Stored items
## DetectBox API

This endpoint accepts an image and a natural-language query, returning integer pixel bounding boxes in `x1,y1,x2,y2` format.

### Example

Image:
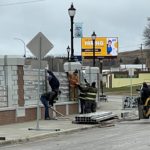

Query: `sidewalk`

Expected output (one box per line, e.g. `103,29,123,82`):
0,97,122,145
--
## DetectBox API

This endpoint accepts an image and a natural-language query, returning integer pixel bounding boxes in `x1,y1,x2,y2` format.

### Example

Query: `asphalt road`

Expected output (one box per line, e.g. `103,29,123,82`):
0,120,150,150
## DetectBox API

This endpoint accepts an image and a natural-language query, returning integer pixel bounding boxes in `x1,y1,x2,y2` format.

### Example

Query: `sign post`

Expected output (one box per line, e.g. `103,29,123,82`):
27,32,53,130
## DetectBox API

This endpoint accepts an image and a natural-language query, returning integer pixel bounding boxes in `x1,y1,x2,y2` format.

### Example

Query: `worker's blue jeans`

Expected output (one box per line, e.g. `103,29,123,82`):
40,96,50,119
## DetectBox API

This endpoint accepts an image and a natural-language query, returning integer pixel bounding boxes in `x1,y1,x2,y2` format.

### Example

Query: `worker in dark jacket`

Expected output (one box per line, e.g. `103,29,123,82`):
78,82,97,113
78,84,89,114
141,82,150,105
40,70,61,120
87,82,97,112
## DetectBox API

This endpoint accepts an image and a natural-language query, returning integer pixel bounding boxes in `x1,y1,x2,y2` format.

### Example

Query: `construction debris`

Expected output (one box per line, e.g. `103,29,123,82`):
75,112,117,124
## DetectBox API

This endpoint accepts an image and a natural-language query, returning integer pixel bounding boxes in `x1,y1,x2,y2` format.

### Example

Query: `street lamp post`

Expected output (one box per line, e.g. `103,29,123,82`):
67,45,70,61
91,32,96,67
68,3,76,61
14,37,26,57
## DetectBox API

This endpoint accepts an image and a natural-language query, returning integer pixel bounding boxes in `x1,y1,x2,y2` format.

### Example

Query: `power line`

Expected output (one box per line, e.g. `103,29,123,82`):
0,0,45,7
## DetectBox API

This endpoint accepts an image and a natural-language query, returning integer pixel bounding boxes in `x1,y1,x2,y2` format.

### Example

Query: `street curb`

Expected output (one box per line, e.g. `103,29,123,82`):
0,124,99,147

--- Exercise objective ---
Identify every line in the material that contains the string "post", and copy each of those lines.

--- The output ---
Query: `sign post`
Query: `street lamp post`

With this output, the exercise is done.